# start of RECORDS SHOWN

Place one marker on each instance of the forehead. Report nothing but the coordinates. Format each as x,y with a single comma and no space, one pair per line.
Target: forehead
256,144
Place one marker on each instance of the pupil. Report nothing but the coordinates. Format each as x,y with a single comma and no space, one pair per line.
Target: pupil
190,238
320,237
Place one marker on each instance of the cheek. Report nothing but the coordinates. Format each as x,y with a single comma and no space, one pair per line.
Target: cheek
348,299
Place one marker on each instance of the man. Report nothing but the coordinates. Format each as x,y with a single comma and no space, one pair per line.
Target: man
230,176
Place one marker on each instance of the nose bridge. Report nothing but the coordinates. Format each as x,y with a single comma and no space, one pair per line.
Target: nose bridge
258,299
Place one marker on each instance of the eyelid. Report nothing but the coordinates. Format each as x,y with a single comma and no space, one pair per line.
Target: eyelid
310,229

# end of RECORDS SHOWN

◆ SHORT EXERCISE ◆
Present all of the material above as a numbered list, leaving out any blank lines.

◆ OUTPUT ◆
1. Place one marker on each instance of the forehead. Report nothing but the coordinates. Format each as x,y with a single comma and no space, one pair per line.
2. Target: forehead
3. 256,144
4. Place one marker on each instance of the pupil. Report nothing but the coordinates. Format each as x,y with a single comma and no space, one pair per line.
5. Target: pupil
6. 190,238
7. 320,237
8. Place one marker on each instance of the cheek. Report nothing but the coordinates. Format each as x,y with a single comma and no space, one pair per line.
9. Target: cheek
10. 348,299
11. Place one marker on each instance of the man. Report nothing but the coordinates. Format each as x,y with a single comma and no space, one pair per line.
12. Target: man
13. 230,176
14. Place one marker on each instance of the nose bridge. Report nothing but the coordinates. Format each as x,y with a single comma and no space, one pair per line.
15. Target: nose bridge
16. 258,299
17. Place one marker on each instance of the eyelid. Report nothing but the coordinates. Format each as x,y with a single comma and no space, one pair per line.
18. Target: eyelid
19. 310,229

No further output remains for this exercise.